El tema surge, además, en un tipo singular de relación de trabajo, ya que la reticencia a la aplicación de las normas de protección social a los trabajadores rurales no es novedosa. Obra en estos casos un prejuicio secularmente arraigado que dice que el trabajador rural no puede acceder al derecho de limitación de la jornada por las especiales circunstancias en que se desarrolla su trabajo, dependiente de los ciclos de la naturaleza y de las eventualidades del tiempo. Palabras más, palabras menos, fue el ariete argumental que expusieron legisladores de los partidos Blanco y Colorado en oportunidad de la discusión parlamentaria de la limitación del tiempo de trabajo y descanso semanal en el sector rural, cuando se opusieron pétreamente a la sanción de la Ley 18.441 en 2008. No pudieron desembarazarse de una rémora (¿o de un interés?) que cargan pesadamente desde que la pionera ley de 1915 delimitara la duración del trabajo, excluyendo el sector doméstico y el rural. Casi un siglo hubo que esperar para que se reconociera un derecho básico como es la autonomía en el uso del tiempo por parte de todos los trabajadores.
Esa concepción restrictiva tan mal disimulada en la última campaña electoral, y que por el contrario había sido tan llanamente expuesta por legisladores de los partidos tradicionales, puede ser reveladora de un modo de ver las relaciones laborales, signadas en muchos casos por un paternalismo que todavía no ha dado lugar al pasaje del “patrón” al “empleador”. Parece que la modernización de las relaciones laborales, tan pregonada por el empresariado local, no llega a todos los puntos del territorio, y por ello muy probablemente su ausencia exacerbe la tensión existente por la disputa sobre el empleo del tiempo.

⁂

◆ Tu tarea
Continúa el texto de arriba sobre la limitación de la jornada de los trabajadores rurales a partir de su última oración.

◆ Datos proporcionados
⁂

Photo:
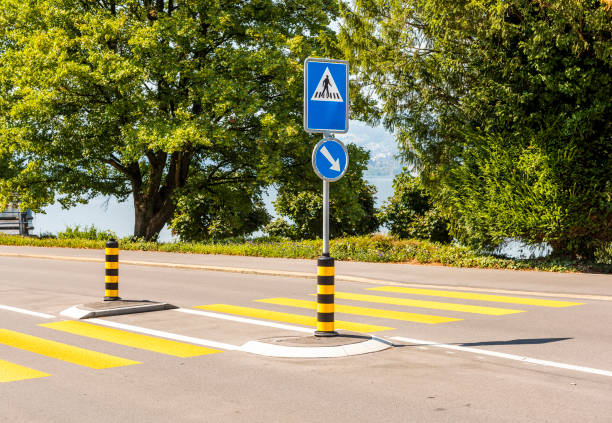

⁂

◆ Respuesta al ejercicio
El invento de lo ya sabido
Mirado desde la óptica de los derechos, el acoso en el trabajo –y ni qué decir la violencia– no solamente constituyen conductas impropias en el plano de la democracia y las libertades de los ciudadanos, sino que, recluidas al campo de la relación individual de trabajo, refuerzan notablemente el poder económico y social del empleador, hasta hacerlo potencialmente arbitrario.
Por ello la próxima Conferencia Internacional del Trabajo, que se llevará a cabo en junio de este año, abordará precisamente el tema del acoso y la violencia en el trabajo, con el objetivo de adoptar una norma internacional que trate esa temática, de modo que pueda contarse con instrumentos de política social que protejan al dependiente de cualquier desborde del empleador o sus representantes.
El ejercicio arbitrario del poder en un contexto de soledad y silencio, más el peso de una tradición alojada en el seno mismo de partidos liberales en lo político pero que revelan posiciones conservadoras en lo social, pueden posibilitar la subsistencia de prácticas que afectan la libertad. En este caso, la imposición de una obligación de mantenerse en la labor más allá de los términos definidos en las normas que limitan la duración del tiempo de trabajo.
Esa eventual obligación de permanecer trabajando por fuera de la duración del trabajo se aproxima al trabajo forzoso, según la opinión de la Organización Internacional del Trabajo (OIT).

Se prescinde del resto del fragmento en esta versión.